■ Supplied data:
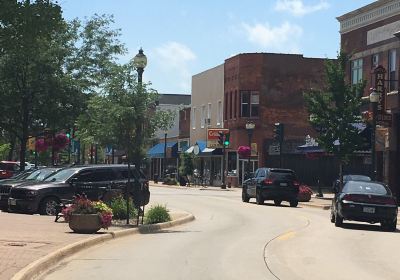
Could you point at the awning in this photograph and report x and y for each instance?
(157, 151)
(204, 151)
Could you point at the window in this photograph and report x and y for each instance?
(374, 60)
(203, 116)
(392, 70)
(356, 71)
(193, 118)
(249, 103)
(219, 113)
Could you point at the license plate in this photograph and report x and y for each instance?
(369, 210)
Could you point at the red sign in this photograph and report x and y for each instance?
(213, 135)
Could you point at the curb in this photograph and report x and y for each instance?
(41, 265)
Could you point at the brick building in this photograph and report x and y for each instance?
(369, 33)
(267, 88)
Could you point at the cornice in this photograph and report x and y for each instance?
(369, 14)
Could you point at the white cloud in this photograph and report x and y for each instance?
(297, 8)
(173, 60)
(282, 38)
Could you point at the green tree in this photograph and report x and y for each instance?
(48, 67)
(335, 110)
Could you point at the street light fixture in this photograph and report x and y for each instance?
(140, 62)
(250, 128)
(374, 99)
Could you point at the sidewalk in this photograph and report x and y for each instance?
(25, 239)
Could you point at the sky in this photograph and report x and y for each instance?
(183, 38)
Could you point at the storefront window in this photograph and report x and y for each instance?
(232, 164)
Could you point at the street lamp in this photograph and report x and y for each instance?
(140, 62)
(165, 155)
(374, 99)
(250, 128)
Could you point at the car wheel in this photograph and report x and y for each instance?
(293, 203)
(259, 198)
(389, 226)
(245, 197)
(48, 206)
(277, 202)
(338, 220)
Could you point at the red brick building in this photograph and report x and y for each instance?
(267, 88)
(369, 34)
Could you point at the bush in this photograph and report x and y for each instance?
(157, 214)
(118, 206)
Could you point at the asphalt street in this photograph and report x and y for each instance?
(234, 240)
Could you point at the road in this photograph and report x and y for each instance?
(234, 240)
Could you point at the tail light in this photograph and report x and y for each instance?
(268, 182)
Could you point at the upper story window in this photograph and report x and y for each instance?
(219, 113)
(374, 60)
(193, 115)
(392, 70)
(356, 71)
(249, 103)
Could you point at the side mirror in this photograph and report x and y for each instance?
(73, 181)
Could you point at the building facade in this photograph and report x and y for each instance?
(370, 34)
(207, 112)
(264, 89)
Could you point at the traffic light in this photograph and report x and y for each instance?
(226, 141)
(221, 138)
(278, 132)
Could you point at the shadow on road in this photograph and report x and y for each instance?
(366, 227)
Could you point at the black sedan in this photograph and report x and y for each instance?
(363, 201)
(272, 184)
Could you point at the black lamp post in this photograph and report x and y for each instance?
(140, 62)
(250, 128)
(374, 99)
(164, 170)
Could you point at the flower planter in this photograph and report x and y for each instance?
(85, 223)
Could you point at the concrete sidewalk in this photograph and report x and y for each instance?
(25, 239)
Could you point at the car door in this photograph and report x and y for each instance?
(251, 189)
(94, 182)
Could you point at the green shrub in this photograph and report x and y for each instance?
(118, 205)
(157, 214)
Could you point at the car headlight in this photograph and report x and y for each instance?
(31, 193)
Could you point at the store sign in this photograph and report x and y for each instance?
(382, 117)
(213, 136)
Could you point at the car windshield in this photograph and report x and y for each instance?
(366, 188)
(61, 175)
(282, 175)
(41, 174)
(357, 178)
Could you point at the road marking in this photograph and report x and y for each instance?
(286, 236)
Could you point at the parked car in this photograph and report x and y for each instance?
(363, 201)
(25, 177)
(350, 177)
(95, 181)
(8, 169)
(272, 184)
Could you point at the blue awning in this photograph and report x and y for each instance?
(157, 151)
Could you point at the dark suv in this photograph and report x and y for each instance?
(272, 184)
(95, 181)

■ Challenge: Lay out the lines starting at the one containing "Could you point at the dark" and ending at the last line above as a Markdown table with the columns Row and Line, numbering each row and skipping blank lines.

■ Finished exercise:
| Row | Line |
|---|---|
| 1 | Could you point at the dark suv in this photograph and report x and y for each instance? |
| 2 | (272, 184) |
| 3 | (95, 181) |